Please return the data word for word, starting with the line that contains "Pick out one point on every instance of the treeline" and going on through the line that contains "[(141, 135), (145, 151)]", with both of those lines included.
___ LISTING
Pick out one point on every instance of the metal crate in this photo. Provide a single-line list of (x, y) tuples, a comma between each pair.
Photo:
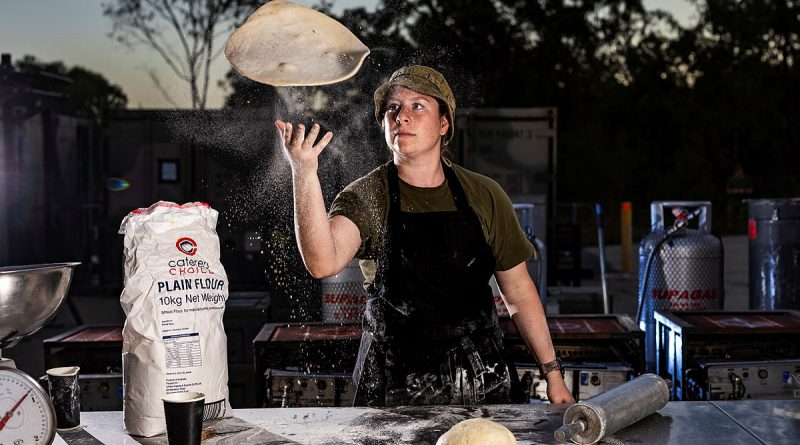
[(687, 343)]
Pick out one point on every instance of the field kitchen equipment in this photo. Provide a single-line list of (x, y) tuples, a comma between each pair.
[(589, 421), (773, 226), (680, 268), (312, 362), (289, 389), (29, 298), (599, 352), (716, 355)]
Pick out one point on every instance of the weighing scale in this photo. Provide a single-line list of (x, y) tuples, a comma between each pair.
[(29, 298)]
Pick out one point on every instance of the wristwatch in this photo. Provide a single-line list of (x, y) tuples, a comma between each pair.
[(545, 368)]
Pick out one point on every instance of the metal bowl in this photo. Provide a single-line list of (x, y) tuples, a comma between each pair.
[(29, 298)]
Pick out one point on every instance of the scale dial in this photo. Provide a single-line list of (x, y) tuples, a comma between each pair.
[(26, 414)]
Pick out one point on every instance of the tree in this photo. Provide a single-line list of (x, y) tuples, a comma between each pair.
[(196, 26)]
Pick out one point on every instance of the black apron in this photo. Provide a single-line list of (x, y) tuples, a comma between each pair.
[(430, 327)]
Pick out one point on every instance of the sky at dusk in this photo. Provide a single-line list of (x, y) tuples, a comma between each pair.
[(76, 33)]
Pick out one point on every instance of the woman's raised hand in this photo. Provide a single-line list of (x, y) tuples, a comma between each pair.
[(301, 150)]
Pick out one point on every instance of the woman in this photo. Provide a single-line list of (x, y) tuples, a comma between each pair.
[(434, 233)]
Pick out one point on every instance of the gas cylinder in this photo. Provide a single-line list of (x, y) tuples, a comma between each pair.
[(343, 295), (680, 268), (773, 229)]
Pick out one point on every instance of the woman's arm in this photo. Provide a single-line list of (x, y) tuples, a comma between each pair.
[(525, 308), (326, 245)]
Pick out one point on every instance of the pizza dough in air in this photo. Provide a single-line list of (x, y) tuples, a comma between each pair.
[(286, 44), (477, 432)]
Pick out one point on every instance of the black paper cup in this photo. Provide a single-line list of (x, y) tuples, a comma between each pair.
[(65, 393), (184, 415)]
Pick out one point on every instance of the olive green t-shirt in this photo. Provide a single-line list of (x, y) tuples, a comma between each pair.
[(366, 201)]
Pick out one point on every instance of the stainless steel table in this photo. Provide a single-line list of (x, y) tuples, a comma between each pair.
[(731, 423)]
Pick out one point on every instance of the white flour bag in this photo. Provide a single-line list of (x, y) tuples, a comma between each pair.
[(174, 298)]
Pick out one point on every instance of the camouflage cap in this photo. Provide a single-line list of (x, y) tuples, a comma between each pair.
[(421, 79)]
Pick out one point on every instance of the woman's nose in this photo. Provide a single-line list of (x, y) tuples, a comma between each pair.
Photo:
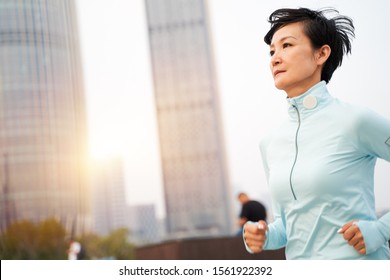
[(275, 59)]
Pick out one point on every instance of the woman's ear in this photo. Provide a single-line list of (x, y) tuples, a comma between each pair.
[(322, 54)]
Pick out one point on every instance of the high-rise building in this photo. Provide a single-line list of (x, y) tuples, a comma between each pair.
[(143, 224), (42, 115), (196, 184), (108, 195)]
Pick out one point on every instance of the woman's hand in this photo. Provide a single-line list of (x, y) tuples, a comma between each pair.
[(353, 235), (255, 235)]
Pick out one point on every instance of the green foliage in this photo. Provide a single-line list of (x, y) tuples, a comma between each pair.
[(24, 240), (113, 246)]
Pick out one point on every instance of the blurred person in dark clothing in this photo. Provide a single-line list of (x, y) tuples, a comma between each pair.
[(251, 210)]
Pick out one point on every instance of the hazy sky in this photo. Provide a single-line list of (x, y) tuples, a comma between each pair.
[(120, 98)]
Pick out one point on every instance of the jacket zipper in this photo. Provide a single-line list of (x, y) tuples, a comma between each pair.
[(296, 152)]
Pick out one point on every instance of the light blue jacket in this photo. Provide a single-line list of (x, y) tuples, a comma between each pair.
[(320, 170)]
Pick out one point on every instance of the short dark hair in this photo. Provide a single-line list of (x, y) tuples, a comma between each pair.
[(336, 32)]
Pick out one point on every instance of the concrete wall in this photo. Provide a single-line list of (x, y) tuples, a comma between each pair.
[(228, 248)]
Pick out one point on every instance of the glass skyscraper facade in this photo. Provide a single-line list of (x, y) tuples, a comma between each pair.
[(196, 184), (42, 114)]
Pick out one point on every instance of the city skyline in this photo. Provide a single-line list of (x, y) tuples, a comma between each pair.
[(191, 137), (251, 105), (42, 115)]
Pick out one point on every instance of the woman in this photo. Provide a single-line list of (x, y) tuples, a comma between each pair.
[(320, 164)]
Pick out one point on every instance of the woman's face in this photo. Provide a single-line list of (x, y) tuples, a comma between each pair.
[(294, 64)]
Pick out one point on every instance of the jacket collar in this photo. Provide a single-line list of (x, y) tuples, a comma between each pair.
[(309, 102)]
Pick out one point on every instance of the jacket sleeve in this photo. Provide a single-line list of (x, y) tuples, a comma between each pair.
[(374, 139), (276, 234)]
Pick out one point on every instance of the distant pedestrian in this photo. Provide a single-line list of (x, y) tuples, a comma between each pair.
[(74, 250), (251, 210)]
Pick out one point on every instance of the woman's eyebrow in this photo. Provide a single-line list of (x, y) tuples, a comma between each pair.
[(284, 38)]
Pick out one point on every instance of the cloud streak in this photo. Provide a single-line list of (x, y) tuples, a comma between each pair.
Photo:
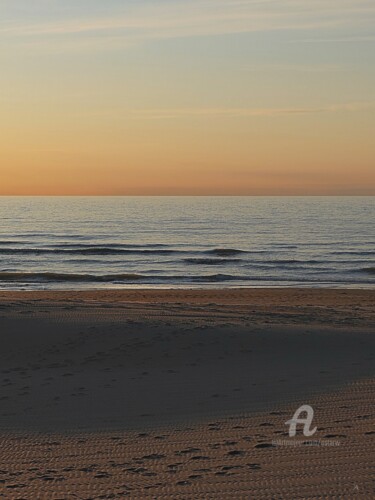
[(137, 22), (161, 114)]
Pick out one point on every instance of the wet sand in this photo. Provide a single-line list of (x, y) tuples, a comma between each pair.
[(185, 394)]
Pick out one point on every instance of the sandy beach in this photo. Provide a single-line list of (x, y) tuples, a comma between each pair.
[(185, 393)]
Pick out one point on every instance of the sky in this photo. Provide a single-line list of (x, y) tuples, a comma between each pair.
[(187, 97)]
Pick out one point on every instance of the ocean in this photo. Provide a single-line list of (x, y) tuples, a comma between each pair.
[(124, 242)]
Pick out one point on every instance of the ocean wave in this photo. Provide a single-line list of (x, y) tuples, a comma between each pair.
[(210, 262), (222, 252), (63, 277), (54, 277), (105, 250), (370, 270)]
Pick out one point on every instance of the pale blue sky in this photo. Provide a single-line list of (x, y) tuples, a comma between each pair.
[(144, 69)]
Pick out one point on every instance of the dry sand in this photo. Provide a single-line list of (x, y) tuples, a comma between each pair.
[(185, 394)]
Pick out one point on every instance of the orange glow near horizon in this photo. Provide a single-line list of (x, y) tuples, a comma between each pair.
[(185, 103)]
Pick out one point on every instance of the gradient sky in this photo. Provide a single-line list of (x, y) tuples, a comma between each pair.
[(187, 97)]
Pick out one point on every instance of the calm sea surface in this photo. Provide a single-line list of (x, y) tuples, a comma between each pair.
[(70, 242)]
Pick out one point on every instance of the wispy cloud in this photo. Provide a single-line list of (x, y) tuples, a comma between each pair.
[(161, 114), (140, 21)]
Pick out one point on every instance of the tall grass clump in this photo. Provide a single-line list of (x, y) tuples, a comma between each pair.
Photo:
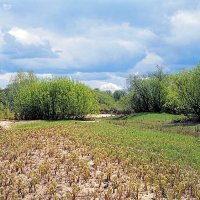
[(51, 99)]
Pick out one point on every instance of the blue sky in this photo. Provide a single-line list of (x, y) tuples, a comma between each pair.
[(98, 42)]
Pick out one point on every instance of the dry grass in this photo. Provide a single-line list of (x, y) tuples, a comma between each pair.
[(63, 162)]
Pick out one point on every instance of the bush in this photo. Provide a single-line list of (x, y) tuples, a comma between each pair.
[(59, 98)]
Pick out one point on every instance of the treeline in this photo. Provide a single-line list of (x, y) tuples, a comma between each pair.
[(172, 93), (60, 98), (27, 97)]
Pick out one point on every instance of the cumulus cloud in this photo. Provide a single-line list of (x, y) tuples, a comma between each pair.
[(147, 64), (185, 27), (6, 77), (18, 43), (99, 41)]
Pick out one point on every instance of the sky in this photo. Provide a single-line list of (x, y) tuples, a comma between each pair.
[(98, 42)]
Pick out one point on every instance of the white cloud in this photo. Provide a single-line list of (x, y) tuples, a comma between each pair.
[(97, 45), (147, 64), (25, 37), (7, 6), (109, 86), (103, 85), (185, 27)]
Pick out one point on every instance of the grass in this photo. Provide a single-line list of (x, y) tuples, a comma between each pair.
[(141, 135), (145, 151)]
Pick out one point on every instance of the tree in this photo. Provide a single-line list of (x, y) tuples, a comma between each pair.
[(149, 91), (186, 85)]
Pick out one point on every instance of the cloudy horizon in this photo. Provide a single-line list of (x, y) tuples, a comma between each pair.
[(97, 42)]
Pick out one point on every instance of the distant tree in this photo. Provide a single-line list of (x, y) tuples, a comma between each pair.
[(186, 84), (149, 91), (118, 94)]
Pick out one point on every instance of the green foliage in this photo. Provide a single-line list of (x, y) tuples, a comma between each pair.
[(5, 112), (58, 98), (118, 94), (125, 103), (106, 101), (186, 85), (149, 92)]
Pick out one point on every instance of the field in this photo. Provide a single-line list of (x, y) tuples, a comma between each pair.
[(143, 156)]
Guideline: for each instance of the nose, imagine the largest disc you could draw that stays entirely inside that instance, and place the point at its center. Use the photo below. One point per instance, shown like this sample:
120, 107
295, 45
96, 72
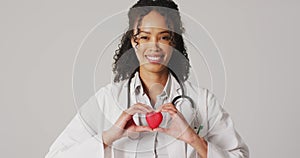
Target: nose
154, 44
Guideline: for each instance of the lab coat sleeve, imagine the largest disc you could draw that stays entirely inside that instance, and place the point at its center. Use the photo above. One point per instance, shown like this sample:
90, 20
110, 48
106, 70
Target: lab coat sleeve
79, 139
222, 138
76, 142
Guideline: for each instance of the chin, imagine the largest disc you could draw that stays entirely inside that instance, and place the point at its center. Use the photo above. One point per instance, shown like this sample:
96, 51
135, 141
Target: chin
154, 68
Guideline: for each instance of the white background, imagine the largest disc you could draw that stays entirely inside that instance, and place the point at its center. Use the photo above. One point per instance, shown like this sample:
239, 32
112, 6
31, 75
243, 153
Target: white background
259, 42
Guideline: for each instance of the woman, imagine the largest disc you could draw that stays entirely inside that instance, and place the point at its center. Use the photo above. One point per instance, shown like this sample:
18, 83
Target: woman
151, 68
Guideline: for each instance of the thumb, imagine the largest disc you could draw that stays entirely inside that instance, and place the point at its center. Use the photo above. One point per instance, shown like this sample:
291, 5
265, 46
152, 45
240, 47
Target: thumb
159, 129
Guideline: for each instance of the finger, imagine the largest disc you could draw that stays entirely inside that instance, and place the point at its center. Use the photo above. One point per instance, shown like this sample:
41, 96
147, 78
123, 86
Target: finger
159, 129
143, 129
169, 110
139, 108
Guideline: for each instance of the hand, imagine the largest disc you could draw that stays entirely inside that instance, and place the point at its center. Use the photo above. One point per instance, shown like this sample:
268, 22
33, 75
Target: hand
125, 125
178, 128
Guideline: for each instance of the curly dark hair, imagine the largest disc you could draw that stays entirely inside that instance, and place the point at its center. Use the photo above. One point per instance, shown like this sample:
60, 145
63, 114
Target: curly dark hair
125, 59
______
■ RESULT
Pick out one point on every instance of the treeline in this photo. Provide a single-line list of (x, y) tuples, a comma between each pair.
[(172, 93), (60, 98), (27, 97)]
Pick out one point on every instance of the cumulus cloud in this photo. Provide a single-line list of (x, y) tuples, a comma between each pair.
[(147, 64), (185, 27), (6, 77), (18, 43), (99, 41)]
Pick out one point on every instance of the sky in this photo. Provide a single-line list of (x, y) tuples, a comma between each pair.
[(98, 42)]
Pick out one point on every instance of the white cloud in this photo. Provide a single-line list of (x, y) tuples, a comma between each pair.
[(97, 45), (147, 64), (25, 37), (7, 6), (109, 86), (103, 85), (185, 27)]
Pick out one point on every instance of the grass in this photo. Provide a single-line list of (x, y) tuples, a comma between each pair.
[(141, 135), (145, 151)]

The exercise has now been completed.